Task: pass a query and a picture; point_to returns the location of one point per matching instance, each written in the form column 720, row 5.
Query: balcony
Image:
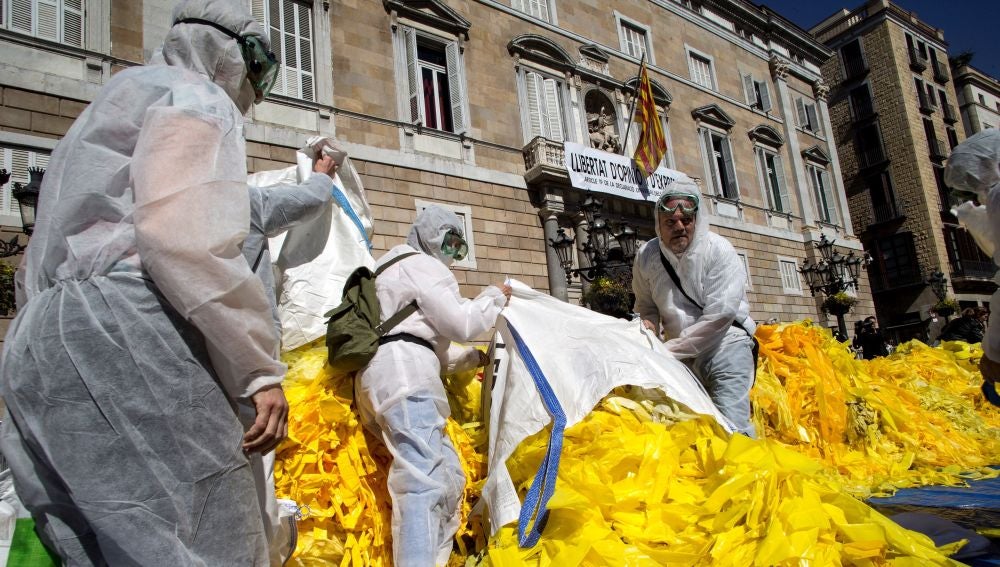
column 927, row 104
column 855, row 67
column 972, row 269
column 544, row 160
column 937, row 151
column 941, row 74
column 884, row 211
column 862, row 109
column 950, row 116
column 917, row 61
column 871, row 156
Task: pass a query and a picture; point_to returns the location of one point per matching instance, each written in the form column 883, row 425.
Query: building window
column 757, row 95
column 464, row 213
column 748, row 284
column 544, row 106
column 790, row 282
column 634, row 39
column 289, row 26
column 54, row 20
column 806, row 112
column 721, row 171
column 435, row 81
column 17, row 161
column 823, row 194
column 537, row 8
column 701, row 70
column 773, row 176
########
Work to be completed> All of the entries must be reproduced exactly, with no pictures kept.

Exercise solution>
Task: pass a query and a picture; point_to returns the location of one point per matching instance, each written in the form column 720, row 5.
Query: balcony
Image:
column 927, row 104
column 855, row 67
column 972, row 269
column 544, row 160
column 937, row 151
column 941, row 74
column 884, row 211
column 862, row 109
column 950, row 116
column 917, row 61
column 871, row 156
Task: pass a query and a picture; point_to returns the location of one point per matching instance, each written in the form column 883, row 425.
Query: building window
column 757, row 95
column 464, row 213
column 748, row 284
column 544, row 106
column 790, row 282
column 634, row 39
column 289, row 26
column 54, row 20
column 806, row 112
column 721, row 171
column 435, row 81
column 17, row 161
column 823, row 194
column 537, row 8
column 701, row 70
column 773, row 176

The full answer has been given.